* Exercise material:
○ ○ ○ ○ ○

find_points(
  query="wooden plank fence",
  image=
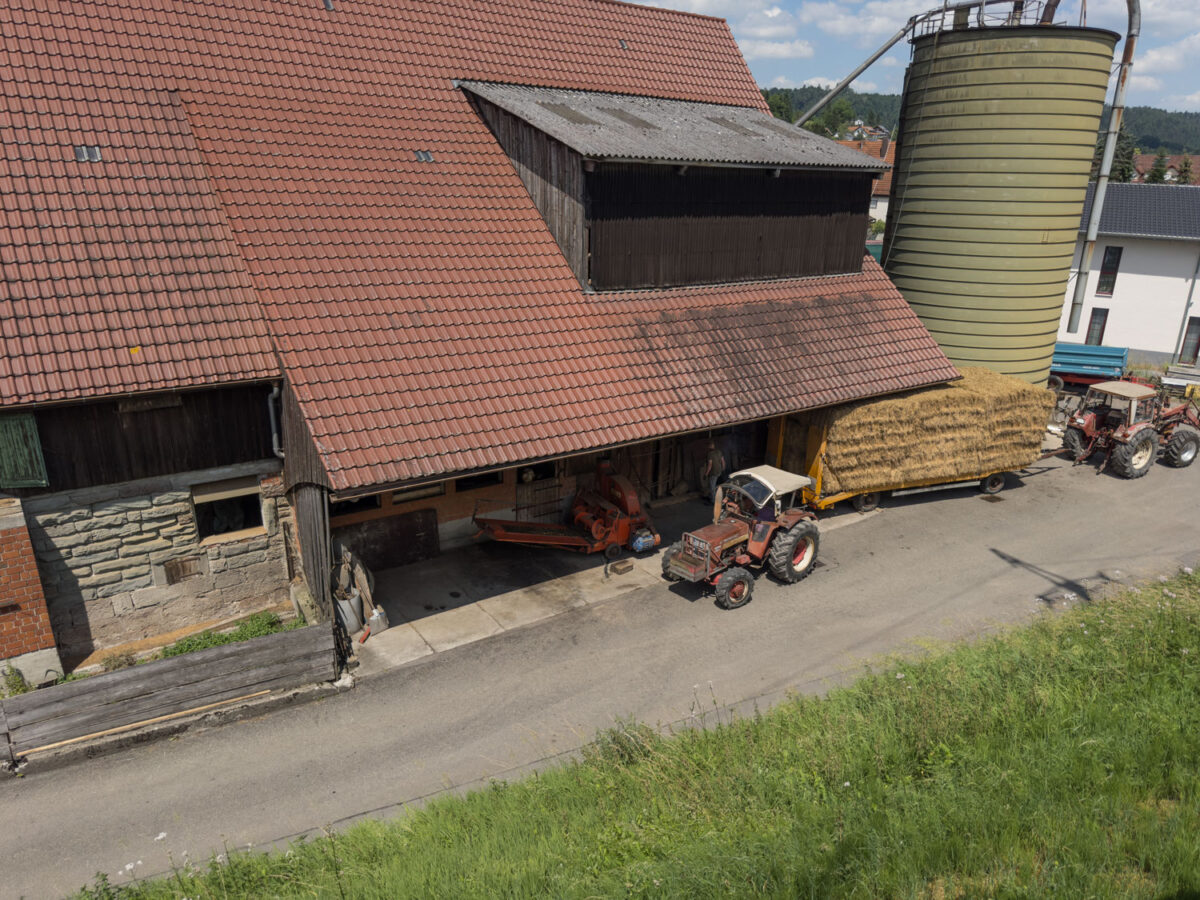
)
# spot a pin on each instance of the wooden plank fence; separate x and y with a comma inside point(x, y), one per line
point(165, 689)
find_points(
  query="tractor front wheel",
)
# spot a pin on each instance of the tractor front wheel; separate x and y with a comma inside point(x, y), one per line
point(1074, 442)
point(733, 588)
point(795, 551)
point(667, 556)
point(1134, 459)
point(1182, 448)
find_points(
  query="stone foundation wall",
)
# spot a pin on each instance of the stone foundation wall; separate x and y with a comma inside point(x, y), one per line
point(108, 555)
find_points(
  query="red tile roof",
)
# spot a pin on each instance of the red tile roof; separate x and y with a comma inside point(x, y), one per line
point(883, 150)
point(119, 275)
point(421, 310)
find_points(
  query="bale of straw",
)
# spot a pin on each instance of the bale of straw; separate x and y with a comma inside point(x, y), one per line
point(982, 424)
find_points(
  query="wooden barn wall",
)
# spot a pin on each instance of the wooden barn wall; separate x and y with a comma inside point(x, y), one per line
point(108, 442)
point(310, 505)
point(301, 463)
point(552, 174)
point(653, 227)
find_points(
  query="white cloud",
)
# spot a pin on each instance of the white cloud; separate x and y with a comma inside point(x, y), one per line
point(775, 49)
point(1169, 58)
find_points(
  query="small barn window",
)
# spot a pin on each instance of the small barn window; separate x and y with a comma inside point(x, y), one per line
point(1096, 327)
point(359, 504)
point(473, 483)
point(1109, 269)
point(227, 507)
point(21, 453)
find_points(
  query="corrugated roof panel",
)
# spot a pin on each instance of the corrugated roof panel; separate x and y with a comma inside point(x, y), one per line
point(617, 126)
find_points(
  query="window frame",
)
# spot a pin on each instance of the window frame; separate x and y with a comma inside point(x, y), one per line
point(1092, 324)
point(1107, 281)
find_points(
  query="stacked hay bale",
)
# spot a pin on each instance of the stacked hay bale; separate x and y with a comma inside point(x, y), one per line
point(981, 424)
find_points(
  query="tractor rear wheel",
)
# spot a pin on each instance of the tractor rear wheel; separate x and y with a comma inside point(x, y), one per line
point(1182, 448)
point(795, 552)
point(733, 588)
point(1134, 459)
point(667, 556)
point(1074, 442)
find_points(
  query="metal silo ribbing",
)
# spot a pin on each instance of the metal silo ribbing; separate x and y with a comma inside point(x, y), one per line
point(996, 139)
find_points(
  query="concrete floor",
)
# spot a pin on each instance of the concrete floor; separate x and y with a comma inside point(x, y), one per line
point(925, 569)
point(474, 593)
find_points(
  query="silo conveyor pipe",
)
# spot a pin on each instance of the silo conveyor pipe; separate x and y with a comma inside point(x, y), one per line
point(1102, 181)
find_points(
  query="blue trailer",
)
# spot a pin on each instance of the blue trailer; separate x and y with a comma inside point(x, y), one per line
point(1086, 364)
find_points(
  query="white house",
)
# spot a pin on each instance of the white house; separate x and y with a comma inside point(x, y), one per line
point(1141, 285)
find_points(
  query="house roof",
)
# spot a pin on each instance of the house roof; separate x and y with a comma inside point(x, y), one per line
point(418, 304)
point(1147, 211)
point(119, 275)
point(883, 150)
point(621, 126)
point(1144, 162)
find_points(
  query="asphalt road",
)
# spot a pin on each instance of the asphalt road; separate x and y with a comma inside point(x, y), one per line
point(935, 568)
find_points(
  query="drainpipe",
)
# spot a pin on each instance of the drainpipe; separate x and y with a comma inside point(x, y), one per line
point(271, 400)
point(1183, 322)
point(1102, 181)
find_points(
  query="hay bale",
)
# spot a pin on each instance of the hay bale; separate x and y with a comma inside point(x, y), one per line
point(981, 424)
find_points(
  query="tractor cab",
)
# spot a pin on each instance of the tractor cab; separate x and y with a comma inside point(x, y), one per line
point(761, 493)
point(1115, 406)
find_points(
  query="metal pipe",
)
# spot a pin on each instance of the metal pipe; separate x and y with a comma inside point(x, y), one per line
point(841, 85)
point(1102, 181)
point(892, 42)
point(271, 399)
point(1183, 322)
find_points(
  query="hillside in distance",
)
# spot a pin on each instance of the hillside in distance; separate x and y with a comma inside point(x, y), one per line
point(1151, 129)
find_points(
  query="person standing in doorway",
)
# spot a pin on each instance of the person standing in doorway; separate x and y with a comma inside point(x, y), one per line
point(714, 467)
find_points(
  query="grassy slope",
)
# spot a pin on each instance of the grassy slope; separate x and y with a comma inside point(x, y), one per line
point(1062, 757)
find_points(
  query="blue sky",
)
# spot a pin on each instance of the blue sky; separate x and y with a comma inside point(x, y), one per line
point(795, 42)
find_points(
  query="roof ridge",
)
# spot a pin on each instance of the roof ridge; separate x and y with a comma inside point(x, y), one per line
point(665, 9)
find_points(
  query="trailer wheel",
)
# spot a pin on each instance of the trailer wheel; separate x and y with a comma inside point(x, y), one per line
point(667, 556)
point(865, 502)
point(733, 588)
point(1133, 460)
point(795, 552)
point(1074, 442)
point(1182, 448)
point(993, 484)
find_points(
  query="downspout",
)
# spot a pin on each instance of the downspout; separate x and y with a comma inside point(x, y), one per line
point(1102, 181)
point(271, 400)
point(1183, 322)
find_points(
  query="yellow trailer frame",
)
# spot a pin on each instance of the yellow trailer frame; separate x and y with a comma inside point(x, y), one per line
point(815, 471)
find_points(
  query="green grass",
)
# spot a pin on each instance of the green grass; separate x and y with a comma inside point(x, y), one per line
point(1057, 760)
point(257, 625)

○ ○ ○ ○ ○

Give every record again exactly, apart from the pictures, which stay out.

find_points(
  query="wooden plank fence",
  image=
)
# spot a pin on each instance of the wooden plank fence; separate x and y with a comma inside point(x, y), one per line
point(165, 689)
find_points(
  query="tractor front wheel",
)
# spot a pin on each instance of the tractor front wheel; separate x and y with a comma inside point(x, y), one per line
point(1074, 442)
point(733, 588)
point(795, 551)
point(667, 556)
point(1134, 459)
point(1182, 448)
find_points(
  query="stone foundation wall",
)
# spot a pin on each instance of the stone foundation wall; separate x and y with a comma inside point(x, y), one per line
point(108, 555)
find_points(
  query="red tile roof",
)
# spot a pin on each instance of the red tile roof; separate x and y with a comma inside point(x, y), one per line
point(883, 150)
point(119, 275)
point(421, 310)
find_points(
  query="bale of straw",
)
# spot a pin on each instance of the bale of straw; separate x and y with a comma inside point(x, y), one per line
point(982, 424)
find_points(
  query="wooden barn wall",
)
# spot a pin on each instance of the wooden barn wall; separate x and y with a comma inside point(x, y), one per line
point(108, 442)
point(310, 505)
point(301, 463)
point(552, 174)
point(653, 227)
find_points(
  query="white cloud",
)
# spot a pin on each instance of the white cloud; separate x and y with a comma inside point(x, y), one per line
point(775, 49)
point(1169, 58)
find_points(
  query="small barn window",
)
# spot a pin on each instance of the small barn window; separate x and y with a comma inside point(x, y), one per line
point(1096, 327)
point(359, 504)
point(473, 483)
point(1109, 269)
point(227, 507)
point(21, 453)
find_points(
  query="corrugated roof panel",
)
# spot a pin on each instance of the corrugated roof panel; separate x and y with a comma inside point(x, y), one per line
point(617, 126)
find_points(
  query="window frame",
)
# spot a pin on each instance of the window frame; separate x and y with a comma inside point(x, y), one per line
point(1092, 324)
point(1107, 281)
find_points(
  query="stacked hay bale",
)
# spot a pin on each instance of the stacked hay bale; separate x and y with a comma inside point(x, y), one per line
point(981, 424)
find_points(
  query="tractor rear wheel",
)
# spot a pin on each instance of the tractor rear wheel; separate x and y with a comma inside point(x, y), one per line
point(1182, 448)
point(795, 552)
point(733, 588)
point(1134, 459)
point(667, 556)
point(1074, 442)
find_points(
  query="metal silo ribbing",
)
# spot a pin on each instance of the metal silo ribbing; separate x and y with a comma inside point(x, y), one per line
point(996, 139)
find_points(
  query="concrete floor",
)
# spot a pin on each instance of the concrete floor; separate x and y with a comma inside point(x, y), one per line
point(925, 569)
point(474, 593)
find_points(
  query="silo conveyor pipe",
)
# spot a pin on each instance of the silo conveyor pipe; separate x and y with a comma inside point(x, y), one per line
point(1102, 181)
find_points(
  query="blue trailer",
)
# spot a pin on each instance of the blue trailer; separate x and y with a comma inside point(x, y), one per line
point(1086, 364)
find_points(
  query="white house",
)
# spot a pin on each instance of the white house; separate x and y with a comma inside point(x, y), one per line
point(1141, 285)
find_points(
  query="house roof",
)
# spot a pin on each instance of the house roof; separate x and y with a comma inside point(x, y), one per line
point(418, 304)
point(1147, 211)
point(119, 275)
point(883, 150)
point(621, 126)
point(1144, 162)
find_points(
  query="asphalt road",
)
# spot a pin on each instance of the asphalt road; separate x and y with a comma inside point(x, y), one per line
point(935, 568)
find_points(
  query="drainpipe",
)
# spot a pin on each instance of the drainpipe; separate x and y with a comma inside point(x, y), one per line
point(271, 400)
point(1183, 322)
point(1102, 181)
find_points(
  query="hay bale",
)
# spot a pin on each instance of the hay bale; separate x and y with a comma inside point(x, y), one per line
point(981, 424)
find_points(
  query="tractor cab",
)
# spot a pin on each instance of the tractor cab; separate x and y with a comma inside point(x, y), one per line
point(761, 493)
point(1115, 406)
find_points(
  query="metal pipe",
)
# spot a pin on each instance of the metal pipe; separate x and y with a comma inside point(x, y), one per line
point(841, 85)
point(1102, 181)
point(892, 42)
point(271, 399)
point(1183, 322)
find_points(
  query="hillside in distance",
)
# spot a pin on each instance of the hillside in distance; separate x and y with a comma inside point(x, y), one per line
point(1151, 129)
find_points(
  query="person standing in doorway",
)
# spot a pin on each instance of the person standing in doorway; separate x and y with a comma inside point(x, y), one per line
point(714, 467)
find_points(
  query="grassy slope",
)
# spot a pin on each instance of the grassy slope; separate x and y with a comma inside point(x, y), one per line
point(1062, 757)
find_points(
  query="blue sky",
)
# spot a pin on each instance of the blue sky; separate x and y with a comma inside point(x, y), one per line
point(795, 42)
find_points(
  query="roof ridge",
)
# spot a pin on each instance of the roof ridge; separate x and y with a comma inside point(x, y), one per line
point(665, 9)
find_points(
  query="trailer wheel",
)
# spot a pin on each instance of the trailer wheel; separate x and y with a comma inside point(x, y), one per line
point(667, 556)
point(865, 502)
point(733, 588)
point(1133, 460)
point(795, 552)
point(1074, 442)
point(1182, 448)
point(993, 484)
find_points(
  query="downspout",
)
# spot a pin on each instance of the downspout; separate x and y with a comma inside point(x, y), one per line
point(1102, 181)
point(271, 400)
point(1183, 322)
find_points(
  query="yellow trailer frame",
)
# spot a pin on each instance of the yellow trailer frame; separate x and y with a comma inside point(x, y), one per line
point(815, 471)
find_points(
  query="green grass",
)
# spot a pin on each instance of the green grass; separate x and y with a comma inside point(x, y), one per line
point(1057, 760)
point(257, 625)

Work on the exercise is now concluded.